- [Trecho do documento]:
Algumas vezes, os Xikrin fazem coincidir essas reuniões de política externa com o período cerimonial. Realizados também, quase sempre, no centro da aldeia, os rituais xikrin têm, caracteristicamente, a capacidade de criar, por uma série de procedimentos, um estado emocional e afetivo partilhado por todos os co-residentes aldeãos. Esses procedimentos são de diversas ordens, mas têm como motivo uma espécie de “focalização” perceptiva, sensorial e performativa que produz uma aproximação ou identidade corporal e psíquica das pessoas: dança-se junto (em fila, de mãos dadas, ou abraçados, com os corpos juntos), canta-se em uníssono (ainda que em vários momentos haja separação entre vozes masculinas e femininas), come-se junto, relembram-se parentes mortos e histórias de antepassados comuns.
Nos períodos rituais, determinados sentimentos e afetos que são cotidianamente partilhados apenas pelo círculo mais restrito de parentes podem ser reconhecidos mais amplamente em todos os co-residentes (e eventualmente em gente de outras aldeias, já que os rituais podem congregá-las). Tais sentimentos, no contexto doméstico, constituem-se pelo processo de “fabricação corporal”, isto é, pela fabricação dos corpos (afetos e sentimentos) dos parentes como se fossem um mesmo corpo ou um corpo assemelhado pela partilha de substâncias – esse “nhi pydji” : ‘corpo único’, ‘carne única’, como dizem os Xikrin, que é característico dos parentes próximos e que já foi definido na literatura sobre os Jê do Norte como o “grupo de substância” (ver Roberto da Matta, por exemplo, O mundo dividido, 1976, p.244).

- [Dados de origem]:
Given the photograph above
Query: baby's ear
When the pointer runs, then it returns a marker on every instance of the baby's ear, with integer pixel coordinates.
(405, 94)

- [Detalhes da tarefa]: Segundo o trecho sobre os rituais xikrin, por que esses rituais conseguem criar um estado emocional e afetivo partilhado por todos os moradores da aldeia? Explique em uma a três frases.

- [Solução do exercício]: Os rituais seguem uma série de procedimentos de "focalização" perceptiva, sensorial e performativa, que aproximam as pessoas ou as tornam idênticas no corpo e na mente. Todos dançam juntos, cantam em uníssono e comem juntos. Também relembram os parentes mortos e as histórias de antepassados comuns.